[Records]
╔══

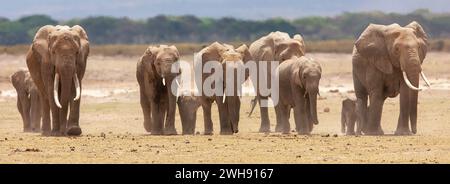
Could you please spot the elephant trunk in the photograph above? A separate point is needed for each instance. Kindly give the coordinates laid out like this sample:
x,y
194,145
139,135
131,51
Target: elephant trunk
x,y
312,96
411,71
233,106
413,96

╚══
╔══

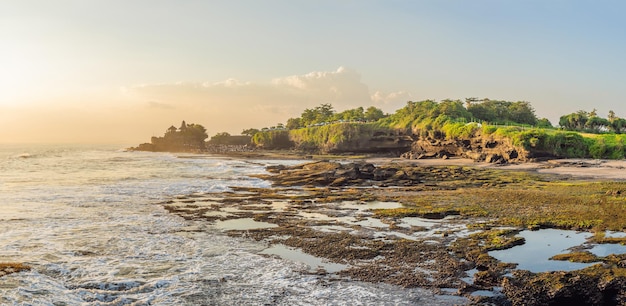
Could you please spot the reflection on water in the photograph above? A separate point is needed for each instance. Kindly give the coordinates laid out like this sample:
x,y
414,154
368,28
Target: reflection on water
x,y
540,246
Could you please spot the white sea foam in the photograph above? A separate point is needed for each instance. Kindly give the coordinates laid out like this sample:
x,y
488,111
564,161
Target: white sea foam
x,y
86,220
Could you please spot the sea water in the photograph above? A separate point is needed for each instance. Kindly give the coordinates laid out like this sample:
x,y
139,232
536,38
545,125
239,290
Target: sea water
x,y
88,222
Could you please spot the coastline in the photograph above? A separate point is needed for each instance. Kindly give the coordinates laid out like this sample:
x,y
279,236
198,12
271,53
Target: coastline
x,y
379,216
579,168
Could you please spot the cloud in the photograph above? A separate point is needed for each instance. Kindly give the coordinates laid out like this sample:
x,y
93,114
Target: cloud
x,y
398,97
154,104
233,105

╚══

### Requirement
Pick out each line of the material above that contains the word "foam", and copy those lines.

### Response to this task
Could you please spot the white sea foam in the photograph above? A separate point is needed for each instance. Kindly give the coordinates laid out like this sample:
Target: white sea foam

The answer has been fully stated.